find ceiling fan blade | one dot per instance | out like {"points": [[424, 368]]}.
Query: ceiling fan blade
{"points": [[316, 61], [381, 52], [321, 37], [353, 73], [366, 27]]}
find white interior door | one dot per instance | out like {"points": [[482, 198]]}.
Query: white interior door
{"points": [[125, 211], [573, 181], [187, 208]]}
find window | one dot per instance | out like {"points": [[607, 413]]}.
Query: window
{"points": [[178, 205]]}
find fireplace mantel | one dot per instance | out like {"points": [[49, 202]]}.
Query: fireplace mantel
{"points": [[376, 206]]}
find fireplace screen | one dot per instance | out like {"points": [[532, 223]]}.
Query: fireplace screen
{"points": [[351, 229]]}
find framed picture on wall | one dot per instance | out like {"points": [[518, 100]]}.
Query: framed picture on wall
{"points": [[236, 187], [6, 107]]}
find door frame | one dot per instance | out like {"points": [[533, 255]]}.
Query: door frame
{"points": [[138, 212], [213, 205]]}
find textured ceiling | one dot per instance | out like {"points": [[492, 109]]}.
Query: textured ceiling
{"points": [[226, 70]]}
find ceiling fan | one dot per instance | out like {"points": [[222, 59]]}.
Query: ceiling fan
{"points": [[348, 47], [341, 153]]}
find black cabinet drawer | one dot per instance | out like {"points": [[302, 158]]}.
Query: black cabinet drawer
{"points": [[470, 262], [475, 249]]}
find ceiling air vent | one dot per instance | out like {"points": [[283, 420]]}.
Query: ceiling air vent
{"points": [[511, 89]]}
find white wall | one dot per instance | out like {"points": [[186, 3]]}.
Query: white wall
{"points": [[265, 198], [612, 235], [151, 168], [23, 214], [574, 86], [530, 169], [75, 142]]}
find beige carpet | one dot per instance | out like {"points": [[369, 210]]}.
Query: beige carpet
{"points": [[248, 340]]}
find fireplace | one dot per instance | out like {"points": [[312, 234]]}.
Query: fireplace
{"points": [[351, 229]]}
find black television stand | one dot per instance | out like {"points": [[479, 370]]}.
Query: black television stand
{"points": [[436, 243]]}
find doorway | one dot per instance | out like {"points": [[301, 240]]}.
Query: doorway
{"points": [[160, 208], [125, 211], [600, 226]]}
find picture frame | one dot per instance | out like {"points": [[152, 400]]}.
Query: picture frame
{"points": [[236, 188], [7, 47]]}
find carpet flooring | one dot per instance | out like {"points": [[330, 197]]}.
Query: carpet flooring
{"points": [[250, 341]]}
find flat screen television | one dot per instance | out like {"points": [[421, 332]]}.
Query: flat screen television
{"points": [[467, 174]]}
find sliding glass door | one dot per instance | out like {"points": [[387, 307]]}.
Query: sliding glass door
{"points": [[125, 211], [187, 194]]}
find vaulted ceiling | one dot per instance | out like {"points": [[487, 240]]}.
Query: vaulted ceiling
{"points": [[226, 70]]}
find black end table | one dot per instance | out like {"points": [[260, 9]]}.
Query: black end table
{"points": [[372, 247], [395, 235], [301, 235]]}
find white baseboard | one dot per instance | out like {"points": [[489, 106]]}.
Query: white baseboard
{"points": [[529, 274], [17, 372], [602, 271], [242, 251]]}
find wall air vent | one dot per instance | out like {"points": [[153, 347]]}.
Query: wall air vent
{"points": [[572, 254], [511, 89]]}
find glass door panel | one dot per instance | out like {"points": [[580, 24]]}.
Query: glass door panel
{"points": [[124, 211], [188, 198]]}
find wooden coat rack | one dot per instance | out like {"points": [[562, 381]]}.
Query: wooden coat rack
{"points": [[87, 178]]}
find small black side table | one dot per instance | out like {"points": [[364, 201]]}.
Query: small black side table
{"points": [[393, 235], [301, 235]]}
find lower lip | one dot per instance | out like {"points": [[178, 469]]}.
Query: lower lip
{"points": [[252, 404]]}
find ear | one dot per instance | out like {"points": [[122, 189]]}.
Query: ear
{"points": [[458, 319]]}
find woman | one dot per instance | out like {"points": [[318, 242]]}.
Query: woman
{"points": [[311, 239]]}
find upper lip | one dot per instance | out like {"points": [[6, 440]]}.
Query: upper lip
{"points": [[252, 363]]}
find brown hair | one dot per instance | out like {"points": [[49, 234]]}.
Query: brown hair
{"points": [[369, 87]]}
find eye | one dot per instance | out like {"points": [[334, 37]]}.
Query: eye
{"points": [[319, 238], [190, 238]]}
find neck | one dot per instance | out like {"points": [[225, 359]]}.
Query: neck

##########

## Task details
Which lines above include the word "neck"? Return each one.

## Response box
find neck | one dot per instance | out like {"points": [[225, 359]]}.
Query: neck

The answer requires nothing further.